■ To do ■
Nothing is needed except the lines below that run from the one with "Where can you spot the shell" through the one with "Where can you spot the sky", repeated exactly.

Segment Open

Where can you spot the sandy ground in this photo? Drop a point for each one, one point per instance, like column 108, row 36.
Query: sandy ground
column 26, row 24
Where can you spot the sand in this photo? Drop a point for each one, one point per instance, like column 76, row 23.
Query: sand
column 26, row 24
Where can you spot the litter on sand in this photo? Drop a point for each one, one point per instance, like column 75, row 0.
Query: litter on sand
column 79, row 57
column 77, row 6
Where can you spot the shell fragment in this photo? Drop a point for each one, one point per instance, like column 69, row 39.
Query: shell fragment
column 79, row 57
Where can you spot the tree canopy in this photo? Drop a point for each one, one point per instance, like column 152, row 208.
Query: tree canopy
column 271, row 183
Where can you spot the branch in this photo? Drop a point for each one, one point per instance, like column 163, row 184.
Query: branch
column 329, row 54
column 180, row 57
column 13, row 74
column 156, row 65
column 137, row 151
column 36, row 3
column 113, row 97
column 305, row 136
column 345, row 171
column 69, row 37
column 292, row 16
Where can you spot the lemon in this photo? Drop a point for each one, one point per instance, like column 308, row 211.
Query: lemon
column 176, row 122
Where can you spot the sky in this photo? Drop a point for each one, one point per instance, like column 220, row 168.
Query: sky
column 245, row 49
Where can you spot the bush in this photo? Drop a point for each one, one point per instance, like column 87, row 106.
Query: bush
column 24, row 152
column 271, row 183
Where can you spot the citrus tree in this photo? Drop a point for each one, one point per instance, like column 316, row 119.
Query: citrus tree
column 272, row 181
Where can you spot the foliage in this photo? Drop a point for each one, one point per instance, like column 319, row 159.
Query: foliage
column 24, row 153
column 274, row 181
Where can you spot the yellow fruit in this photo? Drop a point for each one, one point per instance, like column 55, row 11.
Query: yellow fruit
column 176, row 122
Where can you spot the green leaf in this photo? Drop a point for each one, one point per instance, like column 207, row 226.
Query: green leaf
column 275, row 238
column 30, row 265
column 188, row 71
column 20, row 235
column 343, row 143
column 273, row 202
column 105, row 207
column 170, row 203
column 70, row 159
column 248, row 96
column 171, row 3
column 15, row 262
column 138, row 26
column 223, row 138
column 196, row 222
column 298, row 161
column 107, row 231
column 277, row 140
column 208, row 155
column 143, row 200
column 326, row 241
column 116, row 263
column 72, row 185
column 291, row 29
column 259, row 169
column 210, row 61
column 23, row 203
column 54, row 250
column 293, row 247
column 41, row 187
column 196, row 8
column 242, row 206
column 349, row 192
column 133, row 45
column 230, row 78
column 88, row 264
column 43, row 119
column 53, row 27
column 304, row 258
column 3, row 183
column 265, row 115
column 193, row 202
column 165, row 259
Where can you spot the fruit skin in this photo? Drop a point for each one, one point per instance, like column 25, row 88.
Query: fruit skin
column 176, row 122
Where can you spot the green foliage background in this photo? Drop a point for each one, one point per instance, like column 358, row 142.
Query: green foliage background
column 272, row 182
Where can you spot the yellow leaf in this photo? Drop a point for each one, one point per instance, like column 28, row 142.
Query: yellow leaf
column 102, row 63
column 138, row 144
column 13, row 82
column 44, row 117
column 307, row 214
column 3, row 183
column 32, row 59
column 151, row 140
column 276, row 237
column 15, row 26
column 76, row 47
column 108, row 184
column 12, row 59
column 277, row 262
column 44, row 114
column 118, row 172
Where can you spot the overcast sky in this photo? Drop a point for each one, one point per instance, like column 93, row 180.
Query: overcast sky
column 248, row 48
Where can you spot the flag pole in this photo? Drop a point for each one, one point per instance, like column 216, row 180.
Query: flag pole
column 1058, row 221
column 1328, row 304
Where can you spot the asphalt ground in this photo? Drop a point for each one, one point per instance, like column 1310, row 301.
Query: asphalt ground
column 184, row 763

Segment Closed

■ Exercise answer ■
Where can you spot the shell fragment in this photo? Drop a point for each one, one point per instance, like column 69, row 39.
Query: shell fragment
column 79, row 57
Where can you spot the tree canopy in this photo? Drop a point for each one, one point per instance, like column 152, row 208.
Query: tree canopy
column 271, row 183
Where can you spot the branch in this photo? Drop a point for each one, one point per instance, like column 163, row 184.
Query: branch
column 329, row 54
column 180, row 57
column 13, row 74
column 156, row 65
column 137, row 151
column 36, row 3
column 113, row 97
column 305, row 136
column 345, row 171
column 69, row 37
column 292, row 16
Where can you spot the lemon in this photo? Drop a point for each one, one point per instance, like column 308, row 211.
Query: lemon
column 176, row 122
Where can you spot the sky in this photo? Drop a point for each one, one point per instance, like column 220, row 168.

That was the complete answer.